Work order -> Please return each of the entries exactly, minus their pictures.

Data extract ->
----------------------------------------

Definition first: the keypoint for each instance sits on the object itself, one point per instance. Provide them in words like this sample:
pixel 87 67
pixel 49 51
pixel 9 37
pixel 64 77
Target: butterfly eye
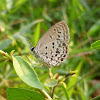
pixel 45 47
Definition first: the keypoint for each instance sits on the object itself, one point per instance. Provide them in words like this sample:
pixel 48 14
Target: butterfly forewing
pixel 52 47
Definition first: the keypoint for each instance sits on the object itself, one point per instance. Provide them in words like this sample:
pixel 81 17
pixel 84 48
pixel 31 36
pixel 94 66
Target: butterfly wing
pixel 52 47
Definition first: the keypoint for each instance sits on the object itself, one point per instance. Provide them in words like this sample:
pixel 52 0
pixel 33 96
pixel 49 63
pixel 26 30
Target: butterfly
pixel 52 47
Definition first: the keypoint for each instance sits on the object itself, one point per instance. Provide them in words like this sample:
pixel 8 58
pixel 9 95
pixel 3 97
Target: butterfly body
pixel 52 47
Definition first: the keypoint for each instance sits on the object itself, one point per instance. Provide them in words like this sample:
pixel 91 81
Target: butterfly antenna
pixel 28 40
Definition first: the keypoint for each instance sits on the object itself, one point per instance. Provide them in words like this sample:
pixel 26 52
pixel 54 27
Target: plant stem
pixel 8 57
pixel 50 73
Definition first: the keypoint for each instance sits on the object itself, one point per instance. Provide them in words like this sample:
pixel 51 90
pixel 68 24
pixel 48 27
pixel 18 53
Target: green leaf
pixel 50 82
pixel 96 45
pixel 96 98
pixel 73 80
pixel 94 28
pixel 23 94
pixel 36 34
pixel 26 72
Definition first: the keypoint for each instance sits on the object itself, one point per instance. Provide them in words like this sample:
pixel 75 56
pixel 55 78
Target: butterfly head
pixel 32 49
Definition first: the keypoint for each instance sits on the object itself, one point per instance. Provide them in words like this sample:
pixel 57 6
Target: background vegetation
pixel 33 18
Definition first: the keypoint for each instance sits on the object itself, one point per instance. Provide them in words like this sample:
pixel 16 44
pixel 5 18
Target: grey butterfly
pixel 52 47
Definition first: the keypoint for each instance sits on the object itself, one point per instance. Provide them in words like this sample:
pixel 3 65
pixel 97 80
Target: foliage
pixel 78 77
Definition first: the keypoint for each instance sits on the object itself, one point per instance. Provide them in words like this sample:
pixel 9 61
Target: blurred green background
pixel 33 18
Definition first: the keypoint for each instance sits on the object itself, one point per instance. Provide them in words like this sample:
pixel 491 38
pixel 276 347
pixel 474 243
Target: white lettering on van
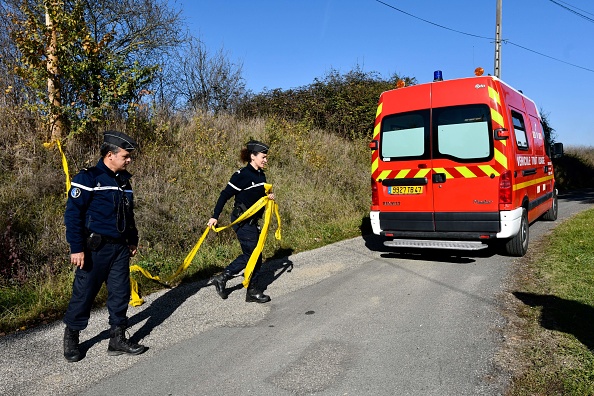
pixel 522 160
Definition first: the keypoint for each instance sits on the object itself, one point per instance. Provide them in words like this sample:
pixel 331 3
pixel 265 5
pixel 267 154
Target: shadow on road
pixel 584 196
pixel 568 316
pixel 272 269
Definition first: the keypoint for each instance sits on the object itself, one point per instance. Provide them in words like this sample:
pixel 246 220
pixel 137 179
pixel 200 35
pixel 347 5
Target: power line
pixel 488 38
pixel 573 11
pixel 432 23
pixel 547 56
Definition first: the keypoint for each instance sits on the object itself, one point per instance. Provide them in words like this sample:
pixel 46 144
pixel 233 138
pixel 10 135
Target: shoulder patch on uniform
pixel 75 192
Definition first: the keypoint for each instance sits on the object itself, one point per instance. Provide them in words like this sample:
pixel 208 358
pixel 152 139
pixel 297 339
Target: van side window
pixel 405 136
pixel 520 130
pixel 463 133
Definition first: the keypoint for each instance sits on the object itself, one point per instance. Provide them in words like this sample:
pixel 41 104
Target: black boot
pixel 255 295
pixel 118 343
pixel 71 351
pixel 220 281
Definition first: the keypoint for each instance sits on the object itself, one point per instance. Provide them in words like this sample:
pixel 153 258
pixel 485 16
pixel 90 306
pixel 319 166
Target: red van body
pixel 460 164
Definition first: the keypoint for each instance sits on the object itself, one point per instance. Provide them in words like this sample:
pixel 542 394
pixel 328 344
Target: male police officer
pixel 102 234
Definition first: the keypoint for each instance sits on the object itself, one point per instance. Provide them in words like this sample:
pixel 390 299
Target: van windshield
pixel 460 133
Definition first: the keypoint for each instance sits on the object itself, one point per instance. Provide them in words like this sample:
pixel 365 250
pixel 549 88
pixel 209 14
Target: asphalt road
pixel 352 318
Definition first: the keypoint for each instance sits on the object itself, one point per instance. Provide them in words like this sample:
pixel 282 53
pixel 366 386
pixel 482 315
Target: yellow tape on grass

----------------------------------------

Solution to the problem ->
Definition first: the keypoint for each instance sits on the object itself, one point per instance. Provide them in words like this sample:
pixel 87 67
pixel 49 51
pixel 9 37
pixel 64 77
Target: butterfly eye
pixel 45 47
Definition first: the keypoint for each instance sits on the object itself, one point per instance. Provide them in words like this sample:
pixel 48 14
Target: butterfly forewing
pixel 52 47
Definition first: the keypoint for each instance sits on the object itself, one point per instance. Provide them in words like this sample:
pixel 81 17
pixel 84 48
pixel 31 36
pixel 94 66
Target: butterfly wing
pixel 52 47
Definition first: the keypoint for each instance sits on the object itself, one point per instance. Provide them in words like this sample:
pixel 52 0
pixel 33 96
pixel 49 63
pixel 26 30
Target: butterfly
pixel 52 47
Definition first: the keypoint for each instance sits on the object itself, one point per instance. Provide them in words like this sample:
pixel 8 58
pixel 9 95
pixel 3 97
Target: butterfly body
pixel 52 47
Definition first: the keypoint for each instance sits on the object itself, one point per instance. Provide them in words like this sample:
pixel 91 81
Target: butterfly antenna
pixel 28 40
Definition first: the keypoint for each instance sits on the object itself, one point per instance. Provide them in words like this sample:
pixel 26 52
pixel 54 27
Target: plant stem
pixel 8 57
pixel 50 73
Definition first: the keypoint for each instance sits on the object itself, one point per instance. Provide them in words like this sample:
pixel 51 90
pixel 68 24
pixel 48 27
pixel 18 53
Target: green leaf
pixel 50 82
pixel 96 45
pixel 96 98
pixel 73 80
pixel 94 28
pixel 23 94
pixel 36 34
pixel 26 72
Definition first: the keypoint for each instance sits on the object itself, one point per instance. Provide them in words like this sample:
pixel 75 56
pixel 55 78
Target: butterfly head
pixel 32 49
Definition first: the keypoint for each instance sits on the object itself, one point per instance. Provide them in words like this sample:
pixel 57 6
Target: background vegetation
pixel 33 18
Definition first: the keypoint for each instance sits on the object itself, one point per instance. Provide them in words like this sample:
pixel 16 44
pixel 5 18
Target: grey butterfly
pixel 52 47
Definition first: the keypoint for each instance sits on the object itself, one point per instance. Provide them in words like this sample:
pixel 3 65
pixel 97 80
Target: foliage
pixel 78 77
Definition first: the keypoint for each instance sits on the object itself, one point per instance. Provide them in words like this sample:
pixel 9 61
Target: blurred green background
pixel 33 18
Definition first: the keypoint for each instance sits on the object itself, one point per instance. Provide them in words like this sample:
pixel 491 38
pixel 276 347
pixel 474 243
Target: white lettering on van
pixel 522 160
Definition first: the keypoint for each instance sits on the object itself, one point per instance. Provide them in words like this sample:
pixel 331 3
pixel 265 5
pixel 267 154
Target: shadow on road
pixel 584 196
pixel 568 316
pixel 272 269
Definition first: the keypoint for each instance sits on the object itself, one point per instance. Provide them in words like this sample:
pixel 246 220
pixel 137 179
pixel 200 35
pixel 347 5
Target: power line
pixel 488 38
pixel 573 11
pixel 432 23
pixel 547 56
Definition first: the keypoint for each instance sits on the object itself, one point per instance. Provide them in words like this sample:
pixel 46 144
pixel 233 138
pixel 10 135
Target: shoulder patch on uniform
pixel 75 192
Definition first: the keypoint for each instance sits on the object itself, one point per instance. Provide them in words like this sample:
pixel 208 358
pixel 152 139
pixel 297 339
Target: van side window
pixel 405 136
pixel 520 130
pixel 463 133
Definition first: the keypoint for each instance sits on the object itself, one point per instance. Provide them in words like this sample:
pixel 41 104
Target: black boot
pixel 255 295
pixel 118 343
pixel 71 351
pixel 220 281
Definition first: the keypoint for each instance sits on the object itself, one point per instance. Provide them in words like this sample:
pixel 153 258
pixel 485 16
pixel 90 306
pixel 319 166
Target: red van body
pixel 460 164
Definition first: the keypoint for each instance sits on the object itself, one point per instance. Provide them in words like this sample:
pixel 542 394
pixel 328 344
Target: male police officer
pixel 102 234
Definition first: the keypoint for each instance sits on the object itself, one point per instance. Provide them in words like this sample:
pixel 390 299
Target: van windshield
pixel 460 133
Definition first: the keypoint for each instance sits on the object itself, one point per instance. Provide them in words like this sample:
pixel 365 250
pixel 549 88
pixel 209 14
Target: asphalt road
pixel 352 318
Definition first: the keypoint for each instance sits on the object itself, one point per instance. Provide them in words like this sample:
pixel 282 53
pixel 366 386
pixel 482 315
Target: yellow tape on grass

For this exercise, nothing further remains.